[Natural-language object grounding data]
----
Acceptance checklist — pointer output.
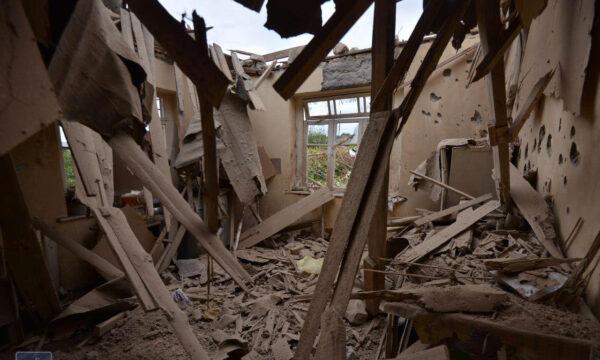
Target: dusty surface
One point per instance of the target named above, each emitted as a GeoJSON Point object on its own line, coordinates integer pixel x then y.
{"type": "Point", "coordinates": [267, 320]}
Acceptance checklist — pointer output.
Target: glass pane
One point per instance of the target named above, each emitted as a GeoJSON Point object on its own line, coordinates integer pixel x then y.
{"type": "Point", "coordinates": [346, 133]}
{"type": "Point", "coordinates": [344, 161]}
{"type": "Point", "coordinates": [316, 166]}
{"type": "Point", "coordinates": [318, 108]}
{"type": "Point", "coordinates": [346, 106]}
{"type": "Point", "coordinates": [317, 134]}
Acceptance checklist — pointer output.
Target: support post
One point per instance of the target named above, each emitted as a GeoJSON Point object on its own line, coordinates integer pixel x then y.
{"type": "Point", "coordinates": [490, 32]}
{"type": "Point", "coordinates": [384, 26]}
{"type": "Point", "coordinates": [210, 179]}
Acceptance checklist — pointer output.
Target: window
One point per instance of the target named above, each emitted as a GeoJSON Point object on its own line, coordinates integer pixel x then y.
{"type": "Point", "coordinates": [333, 129]}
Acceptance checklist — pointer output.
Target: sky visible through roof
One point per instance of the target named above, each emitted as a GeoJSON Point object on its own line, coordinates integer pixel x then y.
{"type": "Point", "coordinates": [236, 27]}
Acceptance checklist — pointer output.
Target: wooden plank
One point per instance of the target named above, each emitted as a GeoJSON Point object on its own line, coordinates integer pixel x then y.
{"type": "Point", "coordinates": [276, 55]}
{"type": "Point", "coordinates": [332, 344]}
{"type": "Point", "coordinates": [542, 344]}
{"type": "Point", "coordinates": [360, 232]}
{"type": "Point", "coordinates": [171, 249]}
{"type": "Point", "coordinates": [133, 156]}
{"type": "Point", "coordinates": [264, 75]}
{"type": "Point", "coordinates": [346, 14]}
{"type": "Point", "coordinates": [490, 28]}
{"type": "Point", "coordinates": [285, 217]}
{"type": "Point", "coordinates": [437, 353]}
{"type": "Point", "coordinates": [102, 265]}
{"type": "Point", "coordinates": [21, 247]}
{"type": "Point", "coordinates": [220, 58]}
{"type": "Point", "coordinates": [210, 164]}
{"type": "Point", "coordinates": [384, 25]}
{"type": "Point", "coordinates": [530, 103]}
{"type": "Point", "coordinates": [440, 238]}
{"type": "Point", "coordinates": [451, 210]}
{"type": "Point", "coordinates": [379, 134]}
{"type": "Point", "coordinates": [490, 60]}
{"type": "Point", "coordinates": [27, 100]}
{"type": "Point", "coordinates": [143, 295]}
{"type": "Point", "coordinates": [534, 208]}
{"type": "Point", "coordinates": [173, 37]}
{"type": "Point", "coordinates": [142, 262]}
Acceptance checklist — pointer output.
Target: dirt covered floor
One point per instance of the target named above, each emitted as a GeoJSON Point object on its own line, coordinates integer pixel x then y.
{"type": "Point", "coordinates": [263, 325]}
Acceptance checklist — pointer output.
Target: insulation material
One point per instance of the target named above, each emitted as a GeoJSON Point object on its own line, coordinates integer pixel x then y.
{"type": "Point", "coordinates": [240, 158]}
{"type": "Point", "coordinates": [104, 76]}
{"type": "Point", "coordinates": [93, 160]}
{"type": "Point", "coordinates": [566, 48]}
{"type": "Point", "coordinates": [27, 102]}
{"type": "Point", "coordinates": [347, 71]}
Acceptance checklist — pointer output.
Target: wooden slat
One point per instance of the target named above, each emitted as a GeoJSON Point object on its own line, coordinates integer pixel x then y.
{"type": "Point", "coordinates": [220, 58]}
{"type": "Point", "coordinates": [142, 262]}
{"type": "Point", "coordinates": [171, 249]}
{"type": "Point", "coordinates": [384, 25]}
{"type": "Point", "coordinates": [21, 247]}
{"type": "Point", "coordinates": [306, 62]}
{"type": "Point", "coordinates": [490, 60]}
{"type": "Point", "coordinates": [134, 278]}
{"type": "Point", "coordinates": [451, 210]}
{"type": "Point", "coordinates": [102, 265]}
{"type": "Point", "coordinates": [285, 217]}
{"type": "Point", "coordinates": [529, 105]}
{"type": "Point", "coordinates": [210, 165]}
{"type": "Point", "coordinates": [534, 208]}
{"type": "Point", "coordinates": [133, 156]}
{"type": "Point", "coordinates": [367, 173]}
{"type": "Point", "coordinates": [490, 30]}
{"type": "Point", "coordinates": [356, 245]}
{"type": "Point", "coordinates": [438, 239]}
{"type": "Point", "coordinates": [185, 51]}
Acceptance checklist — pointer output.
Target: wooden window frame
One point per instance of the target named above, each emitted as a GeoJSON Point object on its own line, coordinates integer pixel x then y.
{"type": "Point", "coordinates": [332, 119]}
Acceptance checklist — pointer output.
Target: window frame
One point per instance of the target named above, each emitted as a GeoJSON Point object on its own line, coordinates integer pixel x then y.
{"type": "Point", "coordinates": [332, 119]}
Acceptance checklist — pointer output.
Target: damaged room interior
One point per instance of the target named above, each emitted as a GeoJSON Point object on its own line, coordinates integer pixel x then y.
{"type": "Point", "coordinates": [318, 179]}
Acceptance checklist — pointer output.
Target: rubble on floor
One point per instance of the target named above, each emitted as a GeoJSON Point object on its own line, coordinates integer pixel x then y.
{"type": "Point", "coordinates": [265, 324]}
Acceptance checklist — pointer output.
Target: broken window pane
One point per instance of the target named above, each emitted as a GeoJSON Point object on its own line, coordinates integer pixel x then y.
{"type": "Point", "coordinates": [317, 134]}
{"type": "Point", "coordinates": [346, 133]}
{"type": "Point", "coordinates": [317, 108]}
{"type": "Point", "coordinates": [346, 106]}
{"type": "Point", "coordinates": [344, 161]}
{"type": "Point", "coordinates": [316, 167]}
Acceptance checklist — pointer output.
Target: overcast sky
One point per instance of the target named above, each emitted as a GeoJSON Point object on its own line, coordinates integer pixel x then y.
{"type": "Point", "coordinates": [236, 27]}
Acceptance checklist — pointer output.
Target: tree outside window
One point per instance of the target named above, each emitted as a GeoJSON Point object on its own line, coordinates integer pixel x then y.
{"type": "Point", "coordinates": [333, 128]}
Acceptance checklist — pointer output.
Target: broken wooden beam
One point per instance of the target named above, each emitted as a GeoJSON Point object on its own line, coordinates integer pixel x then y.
{"type": "Point", "coordinates": [366, 181]}
{"type": "Point", "coordinates": [141, 261]}
{"type": "Point", "coordinates": [285, 217]}
{"type": "Point", "coordinates": [132, 155]}
{"type": "Point", "coordinates": [542, 344]}
{"type": "Point", "coordinates": [186, 52]}
{"type": "Point", "coordinates": [536, 211]}
{"type": "Point", "coordinates": [451, 210]}
{"type": "Point", "coordinates": [346, 14]}
{"type": "Point", "coordinates": [530, 103]}
{"type": "Point", "coordinates": [104, 267]}
{"type": "Point", "coordinates": [210, 165]}
{"type": "Point", "coordinates": [438, 239]}
{"type": "Point", "coordinates": [384, 25]}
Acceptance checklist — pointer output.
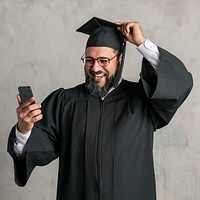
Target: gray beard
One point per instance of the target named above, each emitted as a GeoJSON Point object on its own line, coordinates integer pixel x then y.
{"type": "Point", "coordinates": [95, 90]}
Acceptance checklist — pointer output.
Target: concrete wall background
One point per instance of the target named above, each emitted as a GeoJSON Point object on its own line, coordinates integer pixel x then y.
{"type": "Point", "coordinates": [39, 47]}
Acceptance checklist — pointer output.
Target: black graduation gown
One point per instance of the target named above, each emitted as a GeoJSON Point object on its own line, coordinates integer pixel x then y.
{"type": "Point", "coordinates": [105, 146]}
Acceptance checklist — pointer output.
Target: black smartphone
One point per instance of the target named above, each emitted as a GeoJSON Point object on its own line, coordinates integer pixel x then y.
{"type": "Point", "coordinates": [25, 93]}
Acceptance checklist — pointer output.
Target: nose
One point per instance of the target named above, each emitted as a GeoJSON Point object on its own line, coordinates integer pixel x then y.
{"type": "Point", "coordinates": [96, 67]}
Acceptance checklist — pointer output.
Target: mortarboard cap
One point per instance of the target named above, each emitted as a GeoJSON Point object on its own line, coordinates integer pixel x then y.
{"type": "Point", "coordinates": [102, 33]}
----
PROMPT: Go through the lines above and count those with "frame"; report only the number.

ANSWER SECTION: 2